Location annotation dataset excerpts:

***

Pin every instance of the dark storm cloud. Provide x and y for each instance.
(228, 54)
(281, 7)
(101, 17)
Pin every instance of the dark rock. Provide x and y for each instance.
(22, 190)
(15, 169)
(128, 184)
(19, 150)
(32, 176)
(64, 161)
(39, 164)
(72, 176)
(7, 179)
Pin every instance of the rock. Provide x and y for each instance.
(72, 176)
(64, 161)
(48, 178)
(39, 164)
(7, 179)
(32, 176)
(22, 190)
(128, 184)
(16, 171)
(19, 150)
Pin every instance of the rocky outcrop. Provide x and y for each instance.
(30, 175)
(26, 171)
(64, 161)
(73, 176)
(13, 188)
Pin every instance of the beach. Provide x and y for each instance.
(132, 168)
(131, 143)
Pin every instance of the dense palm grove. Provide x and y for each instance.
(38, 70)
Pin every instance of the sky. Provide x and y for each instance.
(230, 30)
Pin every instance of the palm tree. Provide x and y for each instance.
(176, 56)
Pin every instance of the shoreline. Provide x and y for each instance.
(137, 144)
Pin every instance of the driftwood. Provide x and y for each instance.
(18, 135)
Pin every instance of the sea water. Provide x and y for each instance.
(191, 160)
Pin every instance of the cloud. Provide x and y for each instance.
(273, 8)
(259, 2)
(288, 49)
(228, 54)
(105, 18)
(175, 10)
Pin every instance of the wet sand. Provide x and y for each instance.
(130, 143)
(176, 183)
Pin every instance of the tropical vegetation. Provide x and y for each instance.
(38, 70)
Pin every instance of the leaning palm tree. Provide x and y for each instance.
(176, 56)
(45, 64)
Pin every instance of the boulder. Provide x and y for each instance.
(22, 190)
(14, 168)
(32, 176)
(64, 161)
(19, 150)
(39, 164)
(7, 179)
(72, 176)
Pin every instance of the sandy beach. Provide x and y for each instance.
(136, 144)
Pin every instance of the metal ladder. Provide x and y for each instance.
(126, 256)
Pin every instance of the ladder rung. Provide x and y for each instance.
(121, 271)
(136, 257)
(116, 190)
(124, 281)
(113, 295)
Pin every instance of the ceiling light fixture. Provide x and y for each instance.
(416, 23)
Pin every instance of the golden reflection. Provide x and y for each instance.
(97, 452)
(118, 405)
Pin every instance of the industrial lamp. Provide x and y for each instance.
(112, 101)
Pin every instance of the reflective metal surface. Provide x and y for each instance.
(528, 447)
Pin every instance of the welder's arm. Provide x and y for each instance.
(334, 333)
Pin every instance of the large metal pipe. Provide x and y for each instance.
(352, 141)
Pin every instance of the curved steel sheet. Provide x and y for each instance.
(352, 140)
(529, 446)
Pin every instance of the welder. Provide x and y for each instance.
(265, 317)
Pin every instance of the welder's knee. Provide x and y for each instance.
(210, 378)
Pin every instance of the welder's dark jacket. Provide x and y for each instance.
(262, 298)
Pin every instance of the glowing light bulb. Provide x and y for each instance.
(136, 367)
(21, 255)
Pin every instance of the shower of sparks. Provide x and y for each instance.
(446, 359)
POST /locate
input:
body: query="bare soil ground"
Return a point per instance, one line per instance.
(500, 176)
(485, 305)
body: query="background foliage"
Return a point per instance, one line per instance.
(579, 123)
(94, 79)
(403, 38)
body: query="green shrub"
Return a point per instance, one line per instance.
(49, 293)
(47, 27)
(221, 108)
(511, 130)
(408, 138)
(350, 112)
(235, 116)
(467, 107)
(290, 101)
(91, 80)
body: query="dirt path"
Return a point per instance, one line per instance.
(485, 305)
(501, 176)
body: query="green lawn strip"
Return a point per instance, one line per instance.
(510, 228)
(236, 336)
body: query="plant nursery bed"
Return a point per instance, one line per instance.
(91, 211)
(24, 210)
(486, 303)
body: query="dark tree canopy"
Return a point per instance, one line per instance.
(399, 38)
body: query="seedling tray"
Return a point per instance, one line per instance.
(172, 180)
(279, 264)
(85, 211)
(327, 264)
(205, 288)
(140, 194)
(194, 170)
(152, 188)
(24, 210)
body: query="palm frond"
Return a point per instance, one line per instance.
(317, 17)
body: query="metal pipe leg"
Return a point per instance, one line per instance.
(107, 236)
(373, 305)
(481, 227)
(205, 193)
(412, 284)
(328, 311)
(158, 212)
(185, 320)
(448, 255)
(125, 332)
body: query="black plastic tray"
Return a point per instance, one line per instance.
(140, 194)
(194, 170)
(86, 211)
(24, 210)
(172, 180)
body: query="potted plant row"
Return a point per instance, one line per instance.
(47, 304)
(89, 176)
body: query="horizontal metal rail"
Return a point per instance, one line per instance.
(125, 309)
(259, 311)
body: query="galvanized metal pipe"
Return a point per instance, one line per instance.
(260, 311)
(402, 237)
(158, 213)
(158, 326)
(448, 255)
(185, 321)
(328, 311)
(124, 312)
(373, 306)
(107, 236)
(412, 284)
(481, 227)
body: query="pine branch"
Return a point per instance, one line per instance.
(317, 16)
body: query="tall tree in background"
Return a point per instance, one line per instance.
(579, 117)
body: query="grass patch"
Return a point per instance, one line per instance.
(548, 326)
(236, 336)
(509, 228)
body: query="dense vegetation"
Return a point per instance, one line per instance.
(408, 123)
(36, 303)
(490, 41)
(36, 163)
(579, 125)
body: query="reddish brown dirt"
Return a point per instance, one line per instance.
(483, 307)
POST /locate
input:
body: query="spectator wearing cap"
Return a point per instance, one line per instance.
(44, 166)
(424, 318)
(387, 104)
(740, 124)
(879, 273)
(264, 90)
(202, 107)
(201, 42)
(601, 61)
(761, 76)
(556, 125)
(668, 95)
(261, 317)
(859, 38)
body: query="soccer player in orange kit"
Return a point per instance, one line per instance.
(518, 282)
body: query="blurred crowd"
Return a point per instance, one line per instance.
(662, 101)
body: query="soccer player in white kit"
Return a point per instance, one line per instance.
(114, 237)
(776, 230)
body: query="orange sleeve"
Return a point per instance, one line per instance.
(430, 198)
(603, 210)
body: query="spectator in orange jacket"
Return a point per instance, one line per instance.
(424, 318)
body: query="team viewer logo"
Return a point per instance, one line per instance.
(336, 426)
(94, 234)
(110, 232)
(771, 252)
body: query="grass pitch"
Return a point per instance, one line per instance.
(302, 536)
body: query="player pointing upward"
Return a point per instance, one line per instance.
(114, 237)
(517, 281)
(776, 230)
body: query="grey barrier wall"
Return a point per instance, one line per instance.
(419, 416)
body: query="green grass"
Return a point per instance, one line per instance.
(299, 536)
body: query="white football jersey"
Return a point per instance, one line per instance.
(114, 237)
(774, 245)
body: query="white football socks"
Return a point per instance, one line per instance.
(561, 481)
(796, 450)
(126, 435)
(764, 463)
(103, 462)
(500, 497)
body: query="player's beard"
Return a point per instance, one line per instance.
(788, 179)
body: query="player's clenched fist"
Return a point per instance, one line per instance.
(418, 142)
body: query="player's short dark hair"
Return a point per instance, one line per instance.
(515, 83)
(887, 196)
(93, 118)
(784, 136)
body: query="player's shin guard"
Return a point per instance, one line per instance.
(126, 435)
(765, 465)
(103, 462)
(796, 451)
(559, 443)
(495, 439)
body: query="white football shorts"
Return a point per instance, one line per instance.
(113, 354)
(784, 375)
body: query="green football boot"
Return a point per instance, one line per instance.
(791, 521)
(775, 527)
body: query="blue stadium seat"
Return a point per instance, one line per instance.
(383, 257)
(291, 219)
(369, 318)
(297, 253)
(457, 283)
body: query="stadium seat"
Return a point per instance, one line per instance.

***

# GIVEN INSTRUCTION:
Write out every entry exactly as given.

# RESPONSE:
Pin every instance of the dark storm cloud. Provide x and y for each instance.
(228, 54)
(281, 7)
(101, 17)
Pin every instance of the dark rock. Provide x and y for each instance.
(22, 190)
(15, 169)
(128, 184)
(19, 150)
(32, 176)
(64, 161)
(39, 164)
(72, 176)
(7, 179)
Pin every instance of the rock. Provide x and y for each instance.
(72, 176)
(64, 161)
(48, 178)
(39, 164)
(7, 179)
(32, 176)
(22, 190)
(128, 184)
(16, 171)
(19, 150)
Pin every instance of the rocky outcrop. Provide x and y for each instance.
(30, 175)
(26, 171)
(64, 161)
(73, 176)
(13, 188)
Pin every instance of the beach. Provide x and y for each instance.
(132, 168)
(131, 143)
Pin every instance of the dense palm grove. Provide x and y for each instance.
(38, 70)
Pin every instance of the sky. Provide x and y for each instance.
(230, 30)
Pin every instance of the palm tree. Provide x and y for each instance.
(176, 56)
Pin every instance of the shoreline. Provide x and y for each instance.
(137, 144)
Pin every instance of the driftwood. Provide x and y for each instance.
(18, 135)
Pin every instance of the sea water. Provide x and y for each instance.
(191, 160)
Pin every instance of the cloud. Provide x and y for each instance.
(273, 8)
(259, 2)
(288, 49)
(228, 54)
(105, 18)
(175, 10)
Pin every instance of the wet sand. Provide x and y for each instance.
(130, 143)
(176, 183)
Pin every instance of the tropical vegetation. Provide x and y for each instance.
(38, 70)
Pin every instance of the leaning palm tree. Provide x and y for each instance.
(176, 56)
(45, 64)
Pin every instance of the boulder. Provide x and y for each instance.
(22, 190)
(14, 168)
(32, 176)
(64, 161)
(19, 150)
(39, 164)
(7, 179)
(72, 176)
Pin every instance of the sandy beach. Provide x and y for each instance.
(136, 144)
Pin every instance of the metal ladder. Provide x and y for each instance.
(126, 256)
Pin every instance of the ladder rung. Provide x and y for each instance.
(121, 271)
(136, 257)
(116, 190)
(124, 281)
(113, 295)
Pin every instance of the ceiling light fixture. Provide x and y for each instance.
(416, 23)
Pin every instance of the golden reflection. Provide x and y for each instance.
(97, 452)
(118, 405)
Pin every instance of the industrial lamp. Provide x and y for each instance.
(112, 101)
Pin every instance of the reflective metal surface. Provide x and y for each instance.
(528, 447)
Pin every instance of the welder's arm. Provide x and y for each instance.
(334, 333)
Pin every instance of the large metal pipe. Provide x and y for each instance.
(352, 141)
Pin every instance of the curved steel sheet. Provide x and y for each instance.
(352, 140)
(529, 446)
Pin every instance of the welder. Provide x and y for each instance.
(265, 317)
Pin every instance of the welder's knee. Provide x and y for each instance.
(210, 378)
Pin every instance of the welder's dark jacket. Provide x and y for each instance.
(262, 298)
Pin every instance of the glowing light bulb. Provide x and y for each instance.
(136, 367)
(21, 255)
Pin every instance of the shower of sparks. Provide x and y for each instance.
(446, 359)
POST /locate
input:
body: query="bare soil ground"
Return a point per instance, one line per instance.
(500, 176)
(485, 305)
body: query="background foliage"
Return a point per instance, one line per instance.
(579, 123)
(94, 79)
(403, 38)
body: query="green shrub"
Return a point per instance, one line per instance.
(49, 293)
(47, 27)
(221, 108)
(511, 130)
(408, 138)
(350, 112)
(235, 116)
(467, 107)
(290, 101)
(91, 80)
body: query="dirt path"
Return a point per instance, one line per instance.
(485, 305)
(501, 176)
body: query="green lawn strip"
Return a point per instance, one line per instance.
(510, 228)
(236, 336)
body: query="plant nursery bed"
Return a point per instance, one line per instance.
(91, 211)
(24, 210)
(486, 303)
body: query="dark tree canopy"
Return a point per instance, one line per instance.
(399, 38)
body: query="seedling tray"
Return a point per instance, one line per instance.
(172, 180)
(279, 264)
(85, 211)
(327, 264)
(205, 288)
(140, 194)
(194, 170)
(152, 188)
(24, 210)
body: query="palm frond"
Return a point per instance, one line per instance.
(317, 17)
body: query="metal pipe leg"
Return a point per instance, one line per instance.
(107, 236)
(373, 305)
(481, 227)
(205, 193)
(412, 284)
(328, 311)
(158, 212)
(185, 320)
(448, 255)
(125, 332)
body: query="black plastic tray"
Return a point per instance, one line per instance.
(140, 194)
(194, 170)
(86, 211)
(24, 210)
(172, 180)
body: query="potted plant row"
Return a point per instance, one line per instance.
(47, 304)
(89, 176)
body: query="horizontal metal rail"
Return a point per instance, one line per instance.
(125, 309)
(259, 311)
body: query="galvanized metal pipe"
Return a point per instance, one line per instance.
(260, 311)
(402, 237)
(158, 213)
(158, 326)
(448, 255)
(185, 321)
(328, 311)
(124, 312)
(373, 306)
(107, 236)
(412, 284)
(481, 227)
body: query="pine branch"
Return a point per instance, one line per instance.
(317, 16)
body: query="tall tree in background"
Return a point per instance, one line per instance.
(579, 117)
body: query="grass patch"
Return a point per instance, one line per instance.
(548, 326)
(236, 336)
(509, 228)
body: query="dense vegetation"
Return a point per instance, one line per instance.
(408, 123)
(36, 303)
(490, 41)
(36, 163)
(579, 125)
body: query="reddish brown dirt"
Return a point per instance, one line per instance.
(483, 307)
POST /locate
input:
body: query="spectator wearing cap"
Return a point per instance, one line per instance.
(44, 166)
(424, 318)
(387, 104)
(740, 124)
(879, 273)
(264, 90)
(202, 107)
(201, 42)
(601, 61)
(761, 76)
(556, 125)
(668, 95)
(261, 317)
(859, 38)
body: query="soccer player in orange kit"
Return a point per instance, one line per instance.
(518, 282)
body: query="blurred crowd"
Return a point per instance, one line per instance.
(662, 101)
body: query="soccer player in white kit"
Return a point per instance, one line per instance.
(114, 237)
(776, 230)
body: query="orange sleeve"
Return a point per instance, one line per instance.
(430, 198)
(603, 210)
body: query="spectator in orange jacket"
Return a point per instance, one line per instance.
(424, 318)
body: query="team viewer logo"
Return a point per instance, one line per instance.
(336, 426)
(94, 234)
(110, 232)
(771, 252)
body: query="grass pitch"
Return a point per instance, one line per instance.
(302, 536)
body: query="player pointing upward"
Return a point per instance, one line per instance.
(114, 237)
(517, 281)
(776, 230)
body: query="grey barrier wall"
Return a point per instance, one line per instance.
(419, 416)
body: query="green grass"
Return a point per instance, one line per instance.
(299, 536)
body: query="white football jersey"
Return a point per instance, one line per instance.
(114, 237)
(774, 245)
body: query="white football socks"
Return a point per instance, one line per instance.
(561, 481)
(796, 450)
(126, 435)
(764, 463)
(103, 462)
(500, 497)
body: query="player's beard"
Return a point per instance, one line per instance.
(788, 179)
body: query="player's clenched fist"
Return a point per instance, one line per instance.
(418, 142)
body: query="player's short dark hair"
Return a point per instance, one line per instance.
(515, 83)
(887, 196)
(93, 118)
(784, 136)
body: query="player's shin guard"
Return a point per instance, one line per instance.
(126, 435)
(765, 465)
(103, 462)
(796, 451)
(559, 443)
(495, 439)
body: query="white football shorts"
Return a point per instance, one line per instance.
(113, 354)
(784, 375)
body: query="green football boot"
Return a point per instance, one line per instance.
(791, 521)
(775, 527)
body: query="blue stadium seat"
Return a point per instance, one line per instance.
(383, 257)
(291, 219)
(369, 318)
(297, 253)
(457, 283)
body: query="stadium seat"
Return a point per instance, one line per instance.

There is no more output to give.